[Excerpts from segmentation material]

----------------------------------------

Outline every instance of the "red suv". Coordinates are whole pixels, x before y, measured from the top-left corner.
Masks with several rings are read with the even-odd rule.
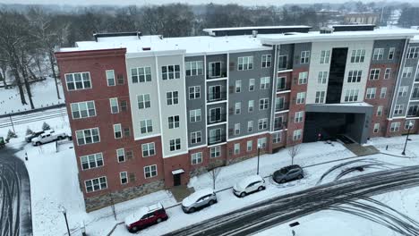
[[[125,225],[129,232],[136,232],[150,225],[167,220],[168,215],[161,203],[142,206],[134,214],[125,218]]]

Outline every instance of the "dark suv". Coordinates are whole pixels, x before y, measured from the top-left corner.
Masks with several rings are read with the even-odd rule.
[[[293,180],[300,180],[304,177],[304,173],[303,172],[303,168],[301,168],[301,166],[298,164],[293,164],[281,168],[278,171],[276,171],[272,175],[273,180],[279,183],[284,183]]]

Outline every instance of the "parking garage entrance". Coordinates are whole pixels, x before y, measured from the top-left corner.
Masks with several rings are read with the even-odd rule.
[[[366,103],[307,105],[304,142],[340,139],[363,144],[369,137],[372,106]]]

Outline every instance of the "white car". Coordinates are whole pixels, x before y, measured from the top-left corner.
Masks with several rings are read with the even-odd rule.
[[[233,187],[233,193],[240,198],[249,193],[261,191],[266,189],[265,180],[259,175],[251,175],[238,181]]]
[[[33,146],[39,146],[44,143],[53,142],[55,140],[61,140],[67,138],[65,133],[56,133],[54,131],[45,131],[41,135],[32,139]]]

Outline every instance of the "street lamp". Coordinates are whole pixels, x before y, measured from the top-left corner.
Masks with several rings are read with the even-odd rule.
[[[402,155],[406,156],[406,146],[407,145],[407,140],[409,139],[409,134],[410,134],[410,129],[413,127],[413,122],[412,121],[409,121],[408,124],[408,129],[407,129],[407,136],[406,136],[406,142],[405,142],[405,148],[403,148]]]
[[[68,235],[70,236],[70,228],[68,228],[68,222],[67,222],[67,210],[65,209],[64,206],[60,206],[60,211],[63,213],[63,215],[64,215],[64,219],[65,219],[65,225],[67,225],[67,232],[68,232]]]

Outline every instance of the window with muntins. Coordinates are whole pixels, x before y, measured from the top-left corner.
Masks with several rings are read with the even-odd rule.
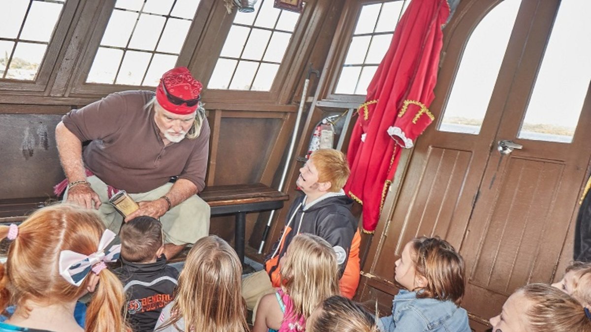
[[[118,0],[86,83],[156,86],[174,67],[200,0]]]
[[[390,45],[397,22],[409,4],[400,0],[362,6],[335,93],[366,94]]]
[[[234,18],[209,89],[269,91],[300,18],[259,0]]]
[[[0,79],[34,81],[64,0],[10,0],[0,11]]]

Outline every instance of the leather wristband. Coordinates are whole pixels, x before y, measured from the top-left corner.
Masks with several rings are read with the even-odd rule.
[[[161,198],[164,198],[166,201],[167,204],[168,204],[168,208],[166,209],[167,211],[170,211],[170,209],[173,207],[173,203],[170,202],[170,198],[167,197],[165,196],[160,197]]]
[[[88,185],[90,187],[90,184],[88,183],[87,181],[85,180],[79,180],[78,181],[74,181],[73,182],[70,182],[68,184],[68,189],[72,189],[72,188],[78,185],[79,184],[84,184],[85,185]]]

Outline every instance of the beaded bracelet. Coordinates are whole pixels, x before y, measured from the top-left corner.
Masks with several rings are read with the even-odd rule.
[[[166,196],[163,196],[160,197],[161,198],[164,198],[166,203],[168,204],[168,208],[166,209],[167,211],[170,211],[170,209],[173,207],[173,203],[170,202],[170,198],[167,197]]]
[[[68,189],[72,189],[74,187],[78,185],[79,184],[85,184],[86,185],[90,185],[90,184],[85,180],[79,180],[78,181],[74,181],[74,182],[70,182],[68,184]]]

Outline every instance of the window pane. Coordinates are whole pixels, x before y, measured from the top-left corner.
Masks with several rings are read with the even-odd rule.
[[[148,68],[151,53],[128,51],[123,58],[116,84],[140,85]]]
[[[252,61],[241,61],[236,69],[236,73],[230,83],[233,90],[249,90],[258,68],[258,63]]]
[[[47,48],[42,44],[17,43],[6,78],[34,80]]]
[[[273,80],[279,70],[279,65],[272,63],[261,63],[255,82],[252,83],[251,90],[268,91],[273,84]]]
[[[519,138],[572,142],[591,80],[589,12],[590,1],[560,3]],[[561,91],[567,97],[559,97]]]
[[[293,32],[296,30],[296,25],[299,19],[300,14],[297,12],[281,11],[281,15],[279,17],[279,21],[275,28]]]
[[[157,50],[161,52],[179,54],[189,32],[191,21],[178,18],[169,18],[166,22]]]
[[[10,58],[13,47],[14,41],[0,40],[0,78],[4,76],[6,71],[6,66],[8,64],[8,59]]]
[[[99,47],[86,82],[113,84],[122,57],[121,50]]]
[[[271,89],[291,38],[290,32],[300,17],[299,14],[274,8],[273,4],[273,0],[259,0],[254,13],[236,12],[207,87]],[[220,64],[230,67],[222,68]],[[261,70],[265,72],[258,73]],[[216,77],[217,74],[222,77]]]
[[[248,37],[246,46],[244,48],[242,58],[248,60],[260,60],[267,48],[271,37],[271,31],[261,29],[252,29]]]
[[[371,36],[354,37],[349,45],[345,64],[362,64],[369,47]]]
[[[28,1],[2,1],[2,10],[0,11],[0,22],[2,22],[0,37],[17,38],[28,5]]]
[[[193,19],[195,17],[197,7],[199,6],[200,0],[177,0],[174,4],[174,8],[170,15],[176,17],[181,17]]]
[[[374,78],[375,71],[378,70],[377,66],[363,67],[361,70],[361,76],[359,76],[359,82],[357,83],[357,87],[355,88],[355,95],[367,95],[367,88],[369,86],[369,82]]]
[[[287,50],[287,45],[290,44],[290,38],[291,38],[291,34],[285,32],[273,32],[273,35],[271,37],[271,42],[269,43],[269,47],[267,48],[265,52],[265,56],[263,60],[271,62],[281,63],[283,60],[283,55]]]
[[[379,64],[392,41],[392,34],[376,35],[372,38],[365,63]]]
[[[129,41],[129,48],[154,50],[165,20],[161,16],[147,14],[139,15],[138,25],[135,26],[135,30]]]
[[[173,7],[174,0],[147,0],[144,5],[144,12],[168,15],[170,9]]]
[[[400,11],[402,8],[402,4],[404,1],[392,1],[386,2],[382,6],[382,11],[379,13],[379,18],[378,19],[378,24],[375,27],[376,32],[386,32],[394,31],[396,28],[394,24],[394,19],[398,21],[400,17]],[[410,1],[408,1],[410,2]]]
[[[152,58],[152,62],[150,64],[150,69],[148,69],[148,73],[144,79],[142,85],[148,86],[156,86],[160,82],[160,77],[162,74],[171,68],[174,68],[178,58],[177,56],[169,56],[168,54],[154,54]]]
[[[113,9],[100,45],[125,47],[138,15],[136,12]]]
[[[361,67],[345,67],[340,72],[339,82],[337,83],[335,93],[353,95],[355,92],[355,86],[359,79]]]
[[[117,0],[115,8],[130,11],[139,11],[144,5],[144,0]]]
[[[33,1],[20,39],[48,43],[63,6],[61,4]]]
[[[232,25],[226,37],[226,40],[232,40],[232,43],[224,43],[220,55],[222,57],[239,57],[250,31],[246,27]]]
[[[475,135],[480,132],[520,2],[501,2],[472,32],[439,130]]]
[[[347,50],[342,69],[343,73],[339,76],[337,87],[335,89],[335,93],[366,93],[368,84],[373,78],[373,73],[375,73],[375,67],[382,62],[392,41],[393,34],[384,32],[393,32],[396,27],[395,21],[399,18],[404,2],[402,1],[382,2],[365,5],[361,8]],[[362,35],[358,35],[359,34]],[[356,69],[352,69],[353,67]],[[343,82],[343,80],[353,79],[353,82]]]
[[[353,34],[358,35],[373,32],[381,7],[382,4],[374,4],[363,6],[361,8],[361,14],[359,15],[359,18],[357,20],[357,25],[355,27],[355,32],[353,32]]]
[[[261,9],[255,21],[255,27],[273,28],[281,10],[273,6],[272,0],[266,0],[261,5]]]
[[[234,73],[234,69],[238,63],[235,60],[217,59],[213,73],[209,79],[207,88],[228,89],[230,86],[230,80],[232,79],[232,75]]]

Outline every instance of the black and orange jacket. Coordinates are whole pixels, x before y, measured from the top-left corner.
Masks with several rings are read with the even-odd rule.
[[[359,283],[359,243],[358,220],[351,214],[353,200],[343,192],[329,193],[304,206],[305,196],[290,207],[281,236],[273,245],[265,261],[274,287],[280,284],[279,259],[287,250],[291,239],[300,233],[317,235],[326,240],[337,254],[340,266],[339,288],[343,296],[353,297]]]

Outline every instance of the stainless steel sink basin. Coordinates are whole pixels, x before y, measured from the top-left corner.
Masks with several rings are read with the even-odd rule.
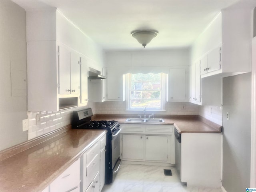
[[[128,118],[126,122],[140,122],[145,123],[164,123],[164,119],[150,119],[140,118]]]

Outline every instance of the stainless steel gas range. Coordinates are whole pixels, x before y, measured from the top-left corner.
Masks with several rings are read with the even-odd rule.
[[[105,150],[105,183],[113,182],[121,160],[120,159],[119,133],[121,129],[116,121],[92,121],[92,111],[87,108],[73,112],[73,129],[105,129],[108,132]]]

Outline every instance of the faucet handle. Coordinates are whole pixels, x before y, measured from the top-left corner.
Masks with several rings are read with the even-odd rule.
[[[150,117],[151,117],[152,116],[153,116],[153,118],[154,119],[155,118],[155,117],[154,114],[154,113],[152,113],[152,114],[151,114],[151,115],[148,115],[148,118],[150,119]]]

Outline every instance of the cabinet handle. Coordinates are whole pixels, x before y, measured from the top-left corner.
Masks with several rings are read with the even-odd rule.
[[[68,176],[69,176],[70,175],[70,173],[69,174],[67,174],[67,175],[65,175],[65,176],[62,177],[61,178],[62,179],[64,179],[64,178],[65,178],[66,177],[68,177]]]

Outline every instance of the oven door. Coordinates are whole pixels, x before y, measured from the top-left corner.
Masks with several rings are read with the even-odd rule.
[[[120,136],[121,129],[118,128],[112,135],[112,170],[120,156]]]

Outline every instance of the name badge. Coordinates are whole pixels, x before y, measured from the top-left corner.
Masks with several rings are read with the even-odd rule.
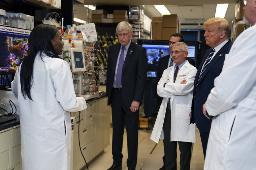
[[[180,74],[179,76],[181,77],[187,77],[187,74]]]

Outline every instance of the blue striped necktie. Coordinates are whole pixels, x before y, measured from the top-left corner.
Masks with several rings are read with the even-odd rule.
[[[214,50],[214,48],[212,48],[212,50],[211,50],[211,51],[210,51],[210,53],[209,54],[209,55],[208,55],[208,57],[207,57],[207,58],[206,59],[205,62],[204,63],[204,65],[203,66],[203,69],[202,69],[202,72],[201,72],[201,73],[200,73],[200,75],[199,76],[199,78],[198,79],[198,81],[199,81],[199,80],[202,78],[203,73],[203,72],[205,70],[205,69],[206,69],[206,68],[207,67],[207,65],[209,63],[210,63],[210,62],[211,61],[212,58],[213,57],[213,54],[215,52],[215,50]],[[198,84],[198,83],[196,84],[196,86],[197,86]]]

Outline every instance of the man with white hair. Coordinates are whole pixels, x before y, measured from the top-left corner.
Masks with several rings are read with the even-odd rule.
[[[191,143],[196,142],[195,126],[189,124],[189,114],[197,70],[186,60],[188,51],[184,43],[172,45],[171,52],[175,64],[164,71],[157,84],[157,94],[163,98],[150,138],[157,143],[164,139],[166,170],[177,169],[178,141],[181,169],[189,170]]]
[[[147,80],[146,49],[131,41],[132,26],[122,21],[117,26],[120,43],[109,47],[107,73],[107,105],[112,108],[113,163],[108,170],[122,169],[125,125],[129,170],[135,169],[138,152],[139,107]]]
[[[244,11],[246,23],[253,26],[238,36],[226,54],[203,106],[206,117],[214,116],[205,170],[256,167],[256,0],[248,0]]]

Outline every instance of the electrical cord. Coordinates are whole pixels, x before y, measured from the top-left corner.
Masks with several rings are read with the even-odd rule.
[[[82,154],[82,156],[83,156],[83,158],[84,158],[84,160],[85,160],[85,164],[86,164],[86,167],[87,168],[87,170],[89,170],[89,169],[88,168],[88,165],[87,165],[87,163],[86,162],[86,161],[85,160],[85,157],[84,156],[84,155],[83,154],[83,153],[82,152],[82,150],[81,149],[81,146],[80,146],[80,137],[79,135],[79,128],[80,128],[80,114],[81,113],[81,111],[79,111],[79,114],[78,115],[78,142],[79,143],[79,148],[80,148],[80,152],[81,152],[81,154]]]

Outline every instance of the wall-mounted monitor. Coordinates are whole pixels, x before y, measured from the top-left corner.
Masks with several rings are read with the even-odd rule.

----------------------------------------

— Exercise brief —
Please rewrite the material from the line with "Outline every instance of the electrical" up to and including its final line, raising every coordinate in the answers by 58.

— Finished task —
Outline every instance of the electrical cord. Coordinates are whole pixels, x before y, measured from the top-left corner.
Masks with several rings are read with the even-odd rule.
[[[140,212],[140,214],[141,214],[141,216],[142,216],[142,218],[143,218],[143,222],[144,222],[144,225],[145,226],[145,228],[147,228],[147,227],[146,226],[146,223],[145,223],[145,221],[144,220],[144,219],[143,218],[143,215],[142,214],[142,213],[141,212],[141,211],[140,210],[140,208],[139,207],[139,204],[138,204],[138,195],[137,193],[137,186],[138,186],[138,172],[139,171],[139,169],[137,169],[137,172],[136,173],[136,200],[137,201],[137,206],[138,206],[138,210],[139,210],[139,212]]]

Outline every instance of the wall-mounted monitor. Coordinates are whole pixels, x before y, measured from the top-left corner.
Masks with several rings are read with the even-odd rule.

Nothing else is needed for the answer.